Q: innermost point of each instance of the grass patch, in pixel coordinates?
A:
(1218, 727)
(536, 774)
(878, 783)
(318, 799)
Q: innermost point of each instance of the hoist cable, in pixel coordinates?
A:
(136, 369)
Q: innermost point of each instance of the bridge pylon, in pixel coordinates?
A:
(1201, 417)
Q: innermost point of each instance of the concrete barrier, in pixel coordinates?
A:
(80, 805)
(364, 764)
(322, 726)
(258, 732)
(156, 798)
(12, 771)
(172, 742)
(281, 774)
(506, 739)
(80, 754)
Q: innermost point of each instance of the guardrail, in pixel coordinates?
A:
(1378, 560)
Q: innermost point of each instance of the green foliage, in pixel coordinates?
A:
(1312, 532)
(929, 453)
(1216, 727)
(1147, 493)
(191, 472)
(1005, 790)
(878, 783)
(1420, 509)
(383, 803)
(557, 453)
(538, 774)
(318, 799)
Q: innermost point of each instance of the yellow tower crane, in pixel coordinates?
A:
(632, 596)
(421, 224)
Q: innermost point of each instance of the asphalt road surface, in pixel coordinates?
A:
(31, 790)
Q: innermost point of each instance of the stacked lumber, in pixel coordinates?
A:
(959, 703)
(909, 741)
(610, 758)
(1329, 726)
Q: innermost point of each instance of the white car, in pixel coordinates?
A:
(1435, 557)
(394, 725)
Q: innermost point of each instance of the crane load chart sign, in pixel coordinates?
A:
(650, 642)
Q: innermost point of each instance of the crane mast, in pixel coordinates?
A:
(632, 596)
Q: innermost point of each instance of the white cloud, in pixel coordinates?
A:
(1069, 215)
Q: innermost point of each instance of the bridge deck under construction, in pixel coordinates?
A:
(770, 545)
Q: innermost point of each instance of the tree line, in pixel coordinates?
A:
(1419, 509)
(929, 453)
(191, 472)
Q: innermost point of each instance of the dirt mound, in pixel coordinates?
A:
# # # # #
▶ _PROBLEM REQUIREMENTS_
Reproduce every item above line by line, changing nothing.

▶ _EXERCISE RESULT_
Q: innermost point of each instance of the grass patch, in pixel coordinates?
A:
(1218, 727)
(536, 774)
(878, 783)
(318, 799)
Q: innermost point of each instance of the hoist cable, in pixel coordinates?
A:
(136, 369)
Q: innermost point of each instance of the bridge pylon, in pixel coordinates?
A:
(1201, 417)
Q: innermost point of each instance of the concrete barrier, in pixel coordinates?
A:
(80, 805)
(364, 764)
(322, 726)
(258, 732)
(156, 798)
(12, 771)
(172, 742)
(281, 774)
(506, 739)
(80, 754)
Q: innermost point of each instance of the guardrail, in pixel coordinates?
A:
(1378, 560)
Q: innermost point of each instance of the green foliage, in pixel coordinates?
A:
(1312, 532)
(929, 453)
(1216, 727)
(1147, 493)
(191, 472)
(1005, 790)
(878, 783)
(1420, 509)
(383, 803)
(557, 453)
(538, 774)
(318, 799)
Q: innermost point of each instance of the yellow tower crane, in pixel coordinates?
A:
(632, 596)
(421, 224)
Q: innermost point of each instance of the asphalt road surface, in pixel coordinates?
A:
(31, 790)
Q: innermost point of each instance of the stacked lumber, in pixel coordinates?
A:
(959, 703)
(909, 741)
(610, 758)
(1329, 726)
Q: innermost point of each instance of the white car, in pixel coordinates?
A:
(1435, 557)
(394, 725)
Q: innermost point of each instance of the crane load chart sign, in pixel coordinates?
A:
(650, 642)
Q: innermost point of each instance of the crane mast, in pixel coordinates?
A:
(632, 596)
Q: innermost point of each instance of the white cloud, in pixel coordinates?
A:
(1069, 215)
Q: innermost point of each instance of the bridge deck under construction, in pixel coordinates?
A:
(770, 545)
Q: innermost point of each instance of the tree line, in pixel coordinates?
A:
(1419, 509)
(929, 453)
(191, 472)
Q: innermost point of each instance of the dirt mound, in pixel coordinates?
A:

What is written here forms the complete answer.